The Last Frontier (1932/Serial/Western)

 

Picture: C     Sound: C     Extras: C     Chapters: C+

 

 

RKO was a major studio, but early on, it experimented with the idea of doing Saturday Morning Serial.  The result was the one-off Western The Last Frontier (1932) here in later Commonwealth release prints.  It runs twelve chapters as follows:

 

1)     The Black Ghost Rides

2)     The Thundering Herd

3)     The Black Ghost Strikes

4)     The Fatal Shot

5)     Clutching Sands

6)     The Terror Trail

7)     Doomed

8)     Facing Death

9)     Thundering Doom

10)  The Life Line

11)  Driving Danger

12)  The Black Ghost’s Last Ride

 

 

Lon Chaney Jr. (credited at the time as Creighton Chaney) is The Black Ghost, dawning his mask to break up land stealing terrorists.  As a genre piece, it is historic and interesting, but the cliffhangers are mixed and the program in general shows its age.  This was an early sound film, let alone serial, so this would have been more impressive in its time and Western fans will find this more appealing than most.  Dorothy Gulliver is cowgirl Betty, enough of a match for Tom Kirby (Chaney) outside of his masked antics.

 

Chaney is very young here and the acting is of the stage variety, with the actors standing around more and being a bit louder in their dialogue delivery, but there is just enough energy to keep this 70+ years old chapterplay going.  General Custer, Wild Bill, Kit Carson and the usual stereotypical “Indians” are also included.  If watched in the better spirit it was intended, it is not bad and not as racist as it might have been.  For serial and Western fans, it is a must-see.

 

The 1.33 X 1 monochrome full frame image shows its age and is lucky to be in the shape it is in.  With Warner, the owners of RKO since they acquired Turner Entertainment a few years ago just now getting to work on that long-neglected catalog (though Turner did spend some serious money to save it, that was not enough) now there’s, there is no guarantee that any materials from this serial have survived in their vaults.  You can expect some variances throughout in quality even more than usually exists in such serial sets, while the Dolby Digital 2.0 Mono is just as aged, with background noise throughout.  It is not as “hot” as many an untreated film soundtrack we have heard on DVD, but it is limited.  The only extras are text biographies of the two leads and director, plus trailers for four other serials and a general VCI Serial releases trailer, but the chapters run over 200 minutes and you get your money’s worth.

Tasks and exercises.
A - From the review of The Last Frontier, output the passage that begins with the words containing "9)     Thundering Doom" and ends with "his masked antics.", copied exactly.
B - According to the review of The Last Frontier, under what name was Lon Chaney Jr. credited at the time?

Record extracts.
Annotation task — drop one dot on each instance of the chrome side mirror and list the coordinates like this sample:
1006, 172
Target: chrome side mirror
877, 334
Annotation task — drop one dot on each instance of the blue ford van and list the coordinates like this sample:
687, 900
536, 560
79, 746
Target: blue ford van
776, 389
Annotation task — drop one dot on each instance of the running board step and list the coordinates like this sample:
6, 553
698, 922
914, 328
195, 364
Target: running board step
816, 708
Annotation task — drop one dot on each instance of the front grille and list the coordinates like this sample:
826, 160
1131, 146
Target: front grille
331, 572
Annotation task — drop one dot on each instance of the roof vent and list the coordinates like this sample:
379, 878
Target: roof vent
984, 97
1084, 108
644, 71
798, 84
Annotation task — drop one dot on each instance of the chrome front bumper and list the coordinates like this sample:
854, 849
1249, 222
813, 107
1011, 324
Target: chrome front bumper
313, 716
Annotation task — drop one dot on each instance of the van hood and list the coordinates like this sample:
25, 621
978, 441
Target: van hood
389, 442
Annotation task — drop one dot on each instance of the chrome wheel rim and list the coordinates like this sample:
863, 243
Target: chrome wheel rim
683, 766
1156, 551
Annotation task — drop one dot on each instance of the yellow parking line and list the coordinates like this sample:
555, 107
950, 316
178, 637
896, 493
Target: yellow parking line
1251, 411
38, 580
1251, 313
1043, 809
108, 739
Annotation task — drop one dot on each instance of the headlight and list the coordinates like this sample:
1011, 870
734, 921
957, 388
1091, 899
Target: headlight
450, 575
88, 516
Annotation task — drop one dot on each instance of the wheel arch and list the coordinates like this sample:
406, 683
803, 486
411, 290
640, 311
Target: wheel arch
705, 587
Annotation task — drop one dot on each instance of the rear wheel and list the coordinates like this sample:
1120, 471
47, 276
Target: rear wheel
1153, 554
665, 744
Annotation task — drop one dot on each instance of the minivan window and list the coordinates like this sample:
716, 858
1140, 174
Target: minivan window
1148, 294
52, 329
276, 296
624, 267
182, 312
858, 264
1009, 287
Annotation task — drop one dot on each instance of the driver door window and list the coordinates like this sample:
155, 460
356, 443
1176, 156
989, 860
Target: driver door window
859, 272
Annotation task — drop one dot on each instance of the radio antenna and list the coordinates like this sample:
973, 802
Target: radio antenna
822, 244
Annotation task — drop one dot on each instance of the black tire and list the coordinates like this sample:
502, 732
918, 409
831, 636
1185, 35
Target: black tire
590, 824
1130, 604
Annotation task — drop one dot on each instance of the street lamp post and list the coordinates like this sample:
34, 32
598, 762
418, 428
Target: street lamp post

Solutions to each task.
A -
9)     Thundering Doom

10)  The Life Line

11)  Driving Danger

12)  The Black Ghost’s Last Ride

 

 

Lon Chaney Jr. (credited at the time as Creighton Chaney) is The Black Ghost, dawning his mask to break up land stealing terrorists.  As a genre piece, it is historic and interesting, but the cliffhangers are mixed and the program in general shows its age.  This was an early sound film, let alone serial, so this would have been more impressive in its time and Western fans will find this more appealing than most.  Dorothy Gulliver is cowgirl Betty, enough of a match for Tom Kirby (Chaney) outside of his masked antics.

B - Creighton Chaney